* _PAGE_
○ ○ ○
3 Orthonormal vectors and bases

For this problem, assume that \(\boldsymbol{u}= (u_1, u_2)^\intercal\) and \(\boldsymbol{v}= (v_1, v_2)^\intercal\) are orthonormal. That is, \(\boldsymbol{u}^\intercal\boldsymbol{u}= \boldsymbol{v}^\intercal\boldsymbol{v}= 1\), and \(\boldsymbol{u}^\intercal\boldsymbol{v}= 0\). Let \(\boldsymbol{a}= (a_1, a_2)^\intercal\) denote a generic \(2\)–dimensional vector.

Write an expression for the length of \(\boldsymbol{a}\) in terms of its entries \(a_1\) and \(a_2\).
Write an expression for the length of \(\boldsymbol{a}\), using only matrix operations (i.e., without explicit reference to the entries of \(\boldsymbol{a}\)).
Write an explicit expression for a vector pointing in the same direction as \(\boldsymbol{a}\) but with unit length. (Hint: show that, for a scalar \(\alpha\), the length of \(\alpha \boldsymbol{a}\) is \(\alpha\) times the length of \(\boldsymbol{a}\), and then make a clever choice for \(\alpha\).)
Write an explicit expression for a vector pointing in the same direction as \(\boldsymbol{v}\) but with the same length as \(\boldsymbol{a}\).
Suppose that I tell you that \(\boldsymbol{a}= \alpha \boldsymbol{u}+ \gamma \boldsymbol{v}\). Find an explicit expression for \(\alpha\) in terms of \(\boldsymbol{a}\) and \(\boldsymbol{u}\) alone.
Find explicit expressions for scalars \(\alpha\) and \(\gamma\) such that \(\boldsymbol{a}= \alpha \boldsymbol{u}+ \gamma \boldsymbol{v}\).
Let \(\begin{pmatrix} \boldsymbol{u}& \boldsymbol{v}\end{pmatrix} := \begin{pmatrix} u_1 & v_1 \\ u_2 & v_2\end{pmatrix}\) denote the \(2 \times 2\) matrix with \(\boldsymbol{u}\) in the first column and \(\boldsymbol{v}\) in the second column. Show that \(\begin{pmatrix} \boldsymbol{u}& \boldsymbol{v}\end{pmatrix}^\intercal= \begin{pmatrix} \boldsymbol{u}& \boldsymbol{v}\end{pmatrix}^{-1}\).
Observe that \(\alpha \boldsymbol{u}+ \gamma \boldsymbol{v}= \begin{pmatrix} \boldsymbol{u}& \boldsymbol{v} \end{pmatrix} \begin{pmatrix} \alpha \\ \gamma \end{pmatrix}.\) Using this, write an explicit expression for the coefficient vector \((\alpha, \gamma)^\intercal\) in terms of \(\begin{pmatrix} \boldsymbol{u}& \boldsymbol{v}\end{pmatrix}\) and \(\boldsymbol{a}\).
Show that \(\begin{pmatrix} \boldsymbol{u}& \boldsymbol{v}\end{pmatrix}^{-1} = \begin{pmatrix} \boldsymbol{u}& \boldsymbol{v}\end{pmatrix}^\intercal\).
○ ○ ○
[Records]
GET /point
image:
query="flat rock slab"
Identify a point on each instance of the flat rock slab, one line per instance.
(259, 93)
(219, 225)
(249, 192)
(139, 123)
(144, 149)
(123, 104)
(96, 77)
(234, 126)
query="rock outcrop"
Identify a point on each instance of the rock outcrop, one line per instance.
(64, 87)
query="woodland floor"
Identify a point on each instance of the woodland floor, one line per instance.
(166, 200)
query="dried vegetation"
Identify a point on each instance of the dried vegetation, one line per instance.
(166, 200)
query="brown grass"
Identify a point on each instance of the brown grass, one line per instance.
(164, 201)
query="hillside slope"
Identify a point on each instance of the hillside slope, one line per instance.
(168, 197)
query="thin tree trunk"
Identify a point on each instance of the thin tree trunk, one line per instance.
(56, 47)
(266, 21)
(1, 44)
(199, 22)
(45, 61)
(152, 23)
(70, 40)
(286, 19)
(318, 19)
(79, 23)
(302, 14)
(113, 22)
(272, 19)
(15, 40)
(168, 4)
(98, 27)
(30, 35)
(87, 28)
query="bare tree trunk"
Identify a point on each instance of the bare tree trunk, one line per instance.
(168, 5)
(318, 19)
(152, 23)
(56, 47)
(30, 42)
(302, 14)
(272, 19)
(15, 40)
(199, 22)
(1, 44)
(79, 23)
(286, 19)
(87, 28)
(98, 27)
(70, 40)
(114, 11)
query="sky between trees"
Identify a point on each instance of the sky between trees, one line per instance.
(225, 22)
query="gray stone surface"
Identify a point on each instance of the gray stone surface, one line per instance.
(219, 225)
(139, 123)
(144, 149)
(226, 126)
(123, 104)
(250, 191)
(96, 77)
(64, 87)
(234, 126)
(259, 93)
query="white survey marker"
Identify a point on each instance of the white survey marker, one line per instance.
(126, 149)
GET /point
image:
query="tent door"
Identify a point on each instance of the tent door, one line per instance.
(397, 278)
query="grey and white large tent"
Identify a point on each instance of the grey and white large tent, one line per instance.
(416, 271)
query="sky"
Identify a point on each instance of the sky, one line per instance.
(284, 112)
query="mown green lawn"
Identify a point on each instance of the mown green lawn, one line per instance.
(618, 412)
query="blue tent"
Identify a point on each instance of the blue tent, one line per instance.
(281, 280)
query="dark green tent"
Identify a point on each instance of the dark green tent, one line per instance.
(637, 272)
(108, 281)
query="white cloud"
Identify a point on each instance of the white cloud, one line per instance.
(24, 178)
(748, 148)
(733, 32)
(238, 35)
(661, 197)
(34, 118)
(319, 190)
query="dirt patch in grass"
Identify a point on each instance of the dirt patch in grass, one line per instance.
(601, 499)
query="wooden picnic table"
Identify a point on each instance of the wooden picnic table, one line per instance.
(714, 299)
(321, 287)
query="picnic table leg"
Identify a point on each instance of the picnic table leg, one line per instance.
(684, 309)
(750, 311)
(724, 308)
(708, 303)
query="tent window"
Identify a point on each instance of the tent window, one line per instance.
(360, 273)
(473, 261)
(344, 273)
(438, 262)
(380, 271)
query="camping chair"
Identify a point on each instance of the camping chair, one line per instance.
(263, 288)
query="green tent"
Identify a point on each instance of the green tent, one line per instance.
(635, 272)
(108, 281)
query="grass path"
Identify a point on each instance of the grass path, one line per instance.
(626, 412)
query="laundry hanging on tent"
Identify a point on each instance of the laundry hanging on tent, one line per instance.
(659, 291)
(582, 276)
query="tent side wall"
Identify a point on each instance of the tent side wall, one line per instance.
○ ○ ○
* _WHAT YOU HAVE TO DO_
From the page on orthonormal vectors, return the passage between "For this problem, assume" and "entries \(a_1\) and \(a_2\).", inclusive. The listing has nothing to do with the page on orthonormal vectors.

* _TASK OUTPUT_
For this problem, assume that \(\boldsymbol{u}= (u_1, u_2)^\intercal\) and \(\boldsymbol{v}= (v_1, v_2)^\intercal\) are orthonormal. That is, \(\boldsymbol{u}^\intercal\boldsymbol{u}= \boldsymbol{v}^\intercal\boldsymbol{v}= 1\), and \(\boldsymbol{u}^\intercal\boldsymbol{v}= 0\). Let \(\boldsymbol{a}= (a_1, a_2)^\intercal\) denote a generic \(2\)–dimensional vector.

Write an expression for the length of \(\boldsymbol{a}\) in terms of its entries \(a_1\) and \(a_2\).